# Input data:
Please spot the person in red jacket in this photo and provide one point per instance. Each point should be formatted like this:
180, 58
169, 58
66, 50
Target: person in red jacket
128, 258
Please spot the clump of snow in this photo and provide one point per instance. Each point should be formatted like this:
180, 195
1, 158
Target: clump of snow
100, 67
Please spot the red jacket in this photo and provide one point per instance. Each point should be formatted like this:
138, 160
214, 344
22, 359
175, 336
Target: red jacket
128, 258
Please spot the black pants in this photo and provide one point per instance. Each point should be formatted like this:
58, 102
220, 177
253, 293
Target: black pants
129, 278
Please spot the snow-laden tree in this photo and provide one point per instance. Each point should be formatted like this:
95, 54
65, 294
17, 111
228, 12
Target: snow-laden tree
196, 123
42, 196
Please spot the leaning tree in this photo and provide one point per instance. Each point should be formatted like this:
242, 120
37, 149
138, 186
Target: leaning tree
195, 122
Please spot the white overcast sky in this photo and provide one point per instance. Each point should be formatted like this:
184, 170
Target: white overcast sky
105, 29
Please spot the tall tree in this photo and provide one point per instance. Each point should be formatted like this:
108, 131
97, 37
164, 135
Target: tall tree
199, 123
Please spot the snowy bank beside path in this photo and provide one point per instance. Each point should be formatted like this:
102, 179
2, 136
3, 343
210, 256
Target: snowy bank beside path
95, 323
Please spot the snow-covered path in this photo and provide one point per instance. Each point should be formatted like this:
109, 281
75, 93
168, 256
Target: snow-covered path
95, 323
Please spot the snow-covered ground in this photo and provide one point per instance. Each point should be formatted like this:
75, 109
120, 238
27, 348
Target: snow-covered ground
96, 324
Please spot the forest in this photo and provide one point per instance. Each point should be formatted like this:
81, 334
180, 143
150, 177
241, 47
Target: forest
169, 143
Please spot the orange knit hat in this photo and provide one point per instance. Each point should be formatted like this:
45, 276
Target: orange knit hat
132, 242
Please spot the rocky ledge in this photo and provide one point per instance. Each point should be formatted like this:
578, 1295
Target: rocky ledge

# Task:
Transcribe everything from the line containing "Please spot the snow-covered ground" down to the end of the data, copying each line word for word.

# Problem solution:
Please spot the snow-covered ground in this photo and provide one point per instance. Each point should be formatted like this:
75, 109
120, 238
27, 348
Target: snow-covered ground
96, 324
Please spot the forest in this photo and provide one point per instance. Each point should be formatted like this:
81, 334
180, 143
150, 177
241, 47
Target: forest
169, 143
Please spot the orange knit hat in this photo and provide one point per instance. Each point should be formatted like this:
45, 276
Target: orange knit hat
132, 242
Please spot the rocky ledge in this photo and provide one point per instance. Each point should be formatted like this:
578, 1295
Target: rocky ledge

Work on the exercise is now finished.